What you are asked to do> The finished copy must match the records exactly, except that it contains no pictures.

[Stored dataset items]
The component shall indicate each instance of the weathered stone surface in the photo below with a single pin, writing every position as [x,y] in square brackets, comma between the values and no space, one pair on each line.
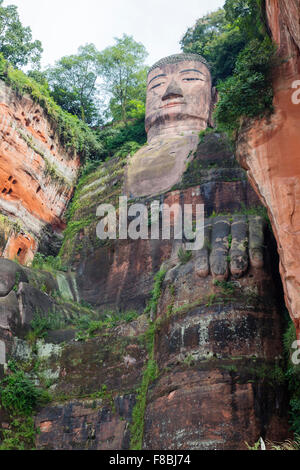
[10,318]
[220,246]
[29,194]
[33,302]
[175,103]
[211,408]
[239,243]
[86,425]
[158,166]
[10,275]
[269,150]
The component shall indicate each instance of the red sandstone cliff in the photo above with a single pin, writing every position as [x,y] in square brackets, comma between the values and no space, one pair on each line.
[269,149]
[36,175]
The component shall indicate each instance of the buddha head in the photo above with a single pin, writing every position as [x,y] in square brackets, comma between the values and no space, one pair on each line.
[179,96]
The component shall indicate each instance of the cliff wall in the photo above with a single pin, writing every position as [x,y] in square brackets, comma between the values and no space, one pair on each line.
[269,149]
[37,176]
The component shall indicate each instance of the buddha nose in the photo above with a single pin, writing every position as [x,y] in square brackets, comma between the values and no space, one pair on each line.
[173,91]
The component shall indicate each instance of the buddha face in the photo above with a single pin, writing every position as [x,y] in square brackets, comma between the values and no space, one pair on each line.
[178,98]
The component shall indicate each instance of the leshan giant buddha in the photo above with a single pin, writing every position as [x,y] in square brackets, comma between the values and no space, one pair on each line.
[179,105]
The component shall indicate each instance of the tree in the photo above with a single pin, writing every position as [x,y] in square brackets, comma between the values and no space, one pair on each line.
[124,76]
[16,42]
[218,40]
[73,83]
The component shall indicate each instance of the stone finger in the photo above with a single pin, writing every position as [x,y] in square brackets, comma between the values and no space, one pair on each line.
[202,267]
[257,226]
[239,246]
[220,245]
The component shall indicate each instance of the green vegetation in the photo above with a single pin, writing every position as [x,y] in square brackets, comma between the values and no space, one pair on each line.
[248,93]
[184,255]
[20,435]
[85,321]
[73,134]
[48,263]
[16,40]
[235,42]
[73,83]
[19,395]
[293,377]
[88,327]
[150,374]
[124,78]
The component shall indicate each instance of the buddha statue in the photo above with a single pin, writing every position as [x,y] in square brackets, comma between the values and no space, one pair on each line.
[179,97]
[178,107]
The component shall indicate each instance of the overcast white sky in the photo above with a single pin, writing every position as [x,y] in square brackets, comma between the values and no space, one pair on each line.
[64,25]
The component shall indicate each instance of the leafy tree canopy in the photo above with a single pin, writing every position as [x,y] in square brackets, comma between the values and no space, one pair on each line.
[236,43]
[16,42]
[124,77]
[73,83]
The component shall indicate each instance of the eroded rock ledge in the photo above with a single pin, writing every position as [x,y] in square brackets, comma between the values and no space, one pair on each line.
[37,176]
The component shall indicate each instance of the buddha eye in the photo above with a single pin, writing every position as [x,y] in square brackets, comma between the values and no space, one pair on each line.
[155,86]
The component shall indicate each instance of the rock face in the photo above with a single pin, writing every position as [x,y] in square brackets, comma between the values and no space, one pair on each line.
[179,96]
[269,149]
[216,331]
[36,177]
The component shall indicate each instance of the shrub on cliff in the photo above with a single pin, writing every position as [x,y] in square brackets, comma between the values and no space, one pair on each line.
[235,42]
[19,395]
[73,133]
[249,91]
[16,42]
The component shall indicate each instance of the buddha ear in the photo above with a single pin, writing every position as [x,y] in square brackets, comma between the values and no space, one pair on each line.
[214,100]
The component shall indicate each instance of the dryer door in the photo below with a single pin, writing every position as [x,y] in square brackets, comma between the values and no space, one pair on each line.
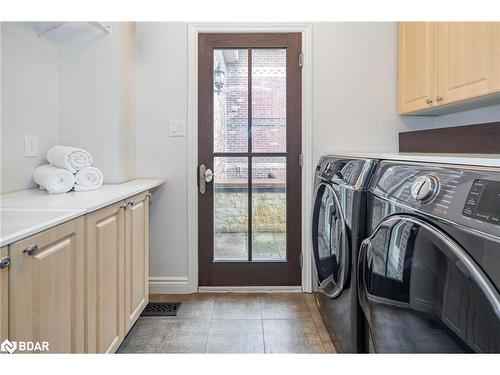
[330,250]
[421,292]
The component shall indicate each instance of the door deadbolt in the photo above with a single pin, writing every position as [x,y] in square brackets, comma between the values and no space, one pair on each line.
[205,176]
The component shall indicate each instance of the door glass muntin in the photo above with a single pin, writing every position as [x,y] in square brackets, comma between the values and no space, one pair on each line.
[249,110]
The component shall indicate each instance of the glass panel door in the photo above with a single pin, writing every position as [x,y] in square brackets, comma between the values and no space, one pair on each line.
[250,145]
[249,142]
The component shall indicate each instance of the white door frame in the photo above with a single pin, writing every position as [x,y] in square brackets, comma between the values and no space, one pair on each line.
[307,168]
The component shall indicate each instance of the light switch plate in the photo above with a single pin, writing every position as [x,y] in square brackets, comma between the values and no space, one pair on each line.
[177,128]
[30,146]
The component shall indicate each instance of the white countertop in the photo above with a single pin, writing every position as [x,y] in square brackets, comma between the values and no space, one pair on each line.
[26,212]
[483,160]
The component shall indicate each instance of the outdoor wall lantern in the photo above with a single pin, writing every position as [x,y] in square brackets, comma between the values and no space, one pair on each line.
[219,76]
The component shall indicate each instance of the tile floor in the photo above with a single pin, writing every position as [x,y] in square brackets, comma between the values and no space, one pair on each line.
[233,323]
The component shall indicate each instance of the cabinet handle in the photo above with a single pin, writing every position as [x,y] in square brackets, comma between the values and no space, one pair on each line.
[4,262]
[31,250]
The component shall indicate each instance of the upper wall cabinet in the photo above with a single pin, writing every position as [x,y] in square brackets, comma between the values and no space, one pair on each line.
[417,65]
[448,66]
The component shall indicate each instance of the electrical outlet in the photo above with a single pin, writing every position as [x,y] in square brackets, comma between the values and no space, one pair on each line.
[30,146]
[177,128]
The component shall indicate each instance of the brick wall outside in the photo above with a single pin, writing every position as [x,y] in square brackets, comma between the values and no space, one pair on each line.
[268,135]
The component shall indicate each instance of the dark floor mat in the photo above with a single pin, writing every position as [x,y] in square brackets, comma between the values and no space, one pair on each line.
[162,309]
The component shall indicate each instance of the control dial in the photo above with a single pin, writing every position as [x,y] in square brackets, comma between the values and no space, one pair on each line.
[424,188]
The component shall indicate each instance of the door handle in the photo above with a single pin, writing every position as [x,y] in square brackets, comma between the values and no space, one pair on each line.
[4,262]
[205,176]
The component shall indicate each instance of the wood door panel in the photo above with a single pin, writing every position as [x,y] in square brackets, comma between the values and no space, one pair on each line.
[46,294]
[467,60]
[105,279]
[136,258]
[4,297]
[285,271]
[417,66]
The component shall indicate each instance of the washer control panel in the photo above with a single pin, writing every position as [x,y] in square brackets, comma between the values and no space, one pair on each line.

Answer space>
The component shall indicate each instance of the weathered stone surface in the photo below with a single pin, writing every position as [x,y] in square brackets, comma between the values and no space, one pair on each line.
[10,318]
[220,246]
[29,194]
[33,302]
[175,103]
[211,408]
[239,243]
[86,425]
[158,166]
[10,275]
[269,150]
The component shall indicate each instance of the red sandstone cliff in the photo above with a single pin, writing every position as [x,y] in square brackets, comma between the values and no space, one pair on each line.
[269,149]
[36,175]
The component shall indicate each instance of the buddha head in the photo above with a single pin, writing every position as [x,y] in square brackets, comma between the values and no space, one pair on each line.
[179,96]
The component shall indicate each instance of the cliff wall in the photo above with a single pin, writing every position as [x,y] in square brackets, comma between the values and no space, one pair on each line.
[269,149]
[37,176]
The component shall indicate each instance of the buddha nose in the photo above with a single pin, writing every position as [x,y] in square brackets, comma between the values and no space, one pair on each line.
[173,91]
The component shall indicate each instance of the buddha face in the photo above with a single pin, writing every position as [x,y] in square brackets, comma between the values and no space, one pair on each line.
[178,98]
The component shall indicate each instance of the leshan giant buddha in the photo above with a single pin, writing every position as [x,y] in square brackets, comma between the values and no space, one pair on each line.
[179,105]
The component shall indicate each instance of the tree in the photo above with a single pin, writing every position as [x,y] in square brackets, comma between the values and no space, one pair on each line.
[124,76]
[16,42]
[218,40]
[73,83]
The component shall indicate each instance of the stone finger in the photo above with a single pin, writing every position as [x,y] in square brackets, comma between the values and no space, one pair on each line.
[202,267]
[257,226]
[239,246]
[220,245]
The component shall indicate each instance of the green vegetation in the photo above with a single pin, writing every position as [x,y] in square brackets, comma between the values and no space, one pair on each line.
[248,93]
[184,255]
[20,435]
[85,321]
[73,134]
[48,263]
[16,40]
[235,42]
[73,83]
[19,395]
[293,377]
[88,327]
[150,374]
[124,78]
The component shall indicate each instance of the buddha statue in the photo above with a single pin, writing every position as [x,y] in square brackets, comma between the values and no space, one pair on each line.
[179,97]
[178,107]
The component shall indicate each instance of the overcast white sky in the photo above with a single pin, writing every position as [x,y] in square brackets, comma between the values and no space, one pair on each line.
[64,25]
The component shall indicate each instance of the leafy tree canopy in the photo above with a single pin, writing every position as [x,y] in square brackets, comma between the values and no space, one pair on each line.
[236,43]
[16,42]
[124,77]
[73,83]
The component shall indicate each instance of the eroded rock ledge in the photo above with a single pin, writing every position as [x,y] in square brackets, comma between the values and no space, one pair on each line.
[37,176]
The component shall indicate each instance of the buddha eye in the photo above with a single pin, writing every position as [x,y] in square brackets, comma between the values and no space, one pair on each line.
[155,86]
The component shall indicate each instance of the rock face in the photo above with a single pin, writing every position as [x,y] in square brackets, comma between the values and no space, one pair on each line.
[179,96]
[269,149]
[216,331]
[36,177]
The component shall indicate each instance of the shrub on cliff in the photo above with a single pin, writing every position as [x,y] in square brackets, comma between the values and no space, one pair on each line.
[235,42]
[19,395]
[73,133]
[249,91]
[16,42]
The component shall indicate each instance of the buddha ear in the photo above with a single pin, writing every position as [x,y] in square brackets, comma between the values and no space, one pair on each line.
[214,100]
The component shall indicate each instance of the dryer door in the photo below with a single pin, writing every position as [x,y] in square brackets, comma between the values and no space, one pair on each line.
[330,250]
[421,292]
The component shall indicate each instance of the door deadbolt in the photo above with a single pin, writing every position as [x,y] in square brackets, comma between the values and no space, one pair on each line.
[205,176]
The component shall indicate each instance of the door glass muntin in the photo above with a single pin, writing every position as [x,y] in square brackets, comma between the values and no space, one pair on each line.
[249,110]
The component shall indicate each instance of the glass panel door in the photo above with a single pin, writing every position as [x,y] in square brackets, comma between the values and no space, one pair on each line.
[250,145]
[249,142]
The component shall indicate each instance of the white door frame in the photo above with a single pin, writing every position as [x,y] in square brackets, comma between the values and no space, one pair on each line.
[307,168]
The component shall indicate each instance of the light switch plate in the photo above with a single pin, writing every position as [x,y] in square brackets, comma between the values and no space, one pair on each line.
[177,128]
[30,146]
The component shall indicate each instance of the white countertop in the photo above with a single pin, writing every position as [x,y] in square brackets, comma between the values and no space, one pair on each line.
[26,212]
[483,160]
The component shall indicate each instance of the outdoor wall lantern in the photo above with a single pin, writing every position as [x,y] in square brackets, comma between the values and no space, one pair on each line.
[219,76]
The component shall indicate each instance of the tile floor in the photo above with a single pin, writing every position as [x,y] in square brackets, comma between the values and no space, one pair on each line.
[233,323]
The component shall indicate each instance of the cabinet handle in the photo above with a single pin, writing every position as [x,y] in square brackets, comma between the values and no space, one pair on each line.
[4,262]
[31,250]
The component shall indicate each instance of the upper wall cabinet in the photo above with a single pin, writing every position as [x,y] in square brackets, comma between the values and no space, one pair on each line.
[417,65]
[448,66]
The component shall indicate each instance of the electrical outlet in the photo above with a single pin, writing every position as [x,y] in square brackets, comma between the values and no space, one pair on each line.
[30,146]
[177,128]
The component shall indicate each instance of the brick wall outside in the photo above with a single pin, writing every position as [x,y] in square brackets, comma between the values and no space, one pair on each line.
[268,135]
The component shall indicate each instance of the dark floor mat in the photo above with a single pin, writing every position as [x,y] in square brackets, comma between the values and no space, one pair on each line.
[162,309]
The component shall indicate each instance of the control dial in the photo above with a single pin, writing every position as [x,y] in square brackets, comma between the values and no space, one pair on each line.
[424,188]
The component shall indicate each instance of the door handle in the photo above with a single pin, writing every position as [x,y] in square brackets, comma between the values and no space, one pair on each line.
[4,262]
[205,176]
The component shall indicate each instance of the wood door panel in the photo above with a single pin, writing every position as [x,y] in square brackets, comma between the values and no space, one pair on each line.
[46,294]
[467,60]
[105,279]
[136,258]
[4,297]
[285,271]
[417,66]
The component shall indicate each instance of the washer control panel in the photo above with a single pin, writing every position as [x,y] in square brackets, comma between the values and no space, one pair on each line.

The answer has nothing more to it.